#### Goal:
In the event write-up, what do participants walk toward and away from in a linear constellation?

#### Source document:
We formed a cross-functional team to tackle the challenge, including team members from Workplace Experience , Facilities, IT, Finance and R&D. Within weeks, the space was transformed and ready to host this department-wide event.

I firmly believe that we get to carve out our futures and sometimes that involves taking bold risks and imagining wild potential. I was personally so elated that our team was up for the challenge of transforming this space. In the same regard, I believe Procore is transforming the construction industry by developing tools that connect and empower the people who build the world. Through the Operational Excellence event, we built out a space to connect and empower the people who build the software for the people who build the world. We constructed a primitive whole - the start of a highly functional space that is able to continue to evolve as we move forward and as our needs for the space change. There are already other departments within Procore who are lining up to use this space to hold their own large events.

We had wild freedom to construct our space to best match up with the actual work we wanted to do. The layout, furniture and design of meeting spaces impacts the facilitation and therefore learning that is possible. When you’re restricted to furniture that is not movable within spaces, you restrict the learning opportunities. For instance, if you are only meeting in rooms that are dominated by huge boardroom tables, it’s extremely hard to do activities that require movement in the space. Having this facilitation freedom gave us a blank slate to construct our event, and to do activities like the linear constellation.

In a linear constellation, participants walk away from, and towards a line of tape on the floor. They do this to show their alignment with issues. For instance, we walked towards and away from the center of the room to show our response to questions like, “the vision in Procore R&D is clear to me.” This work helps build self-aware organizations, and taps into different areas of our brains used to express ideas differently. It’s in the differences that we express and realize that can tap into the potential of our collective intelligence. This helps us build better products for the construction industry.

Event Architecture

We really wanted to have an event to encourage not only operational excellence, but also to foster revolutionary improvement in the way that our tribes and squads collaborate together to build software our customers love. We wanted an event that would bring aliveness, passion and ownership. Here’s what we did.

The first day of our event was focused on getting better alignment on Procore’s vision from our CEO Tooey Courtemanche and also our CTO Sam Crigman and SVP of Product Brandon Terry. We’ve grown fast and firmly believe in squad and tribe autonomy. Re-aligning on what’s important to the business is a critical ingredient to the success of R&D and Procore as a whole.

#### Provided data:
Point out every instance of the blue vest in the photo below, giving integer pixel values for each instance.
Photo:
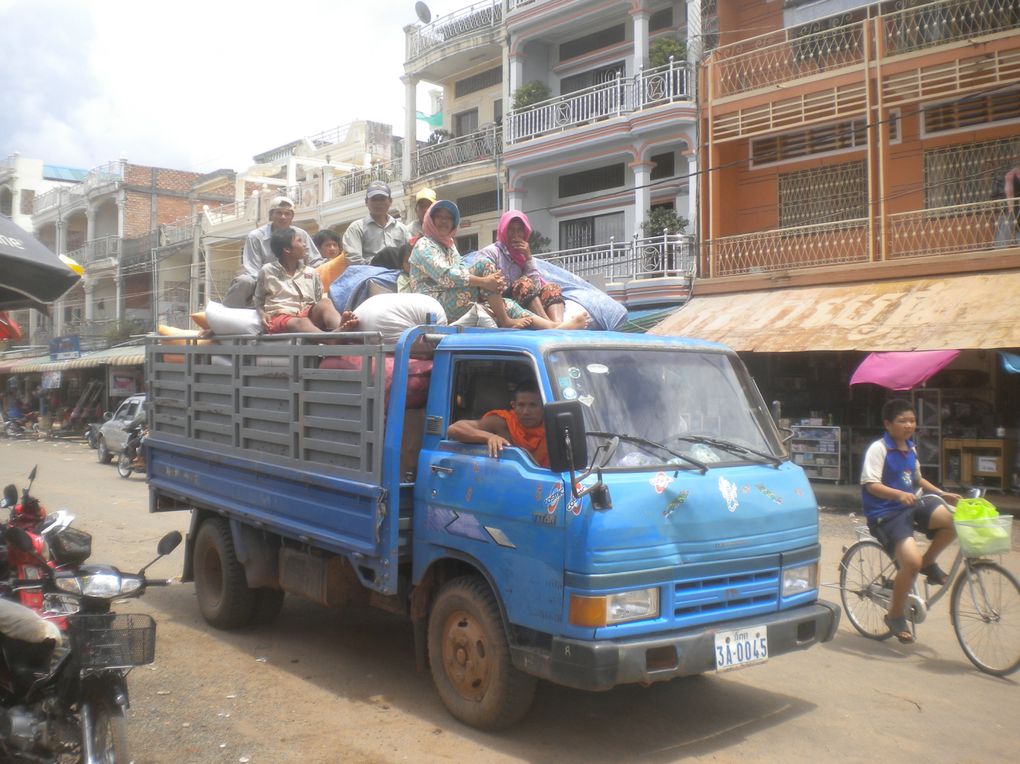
(899, 471)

#### Task result:
A line of tape on the floor.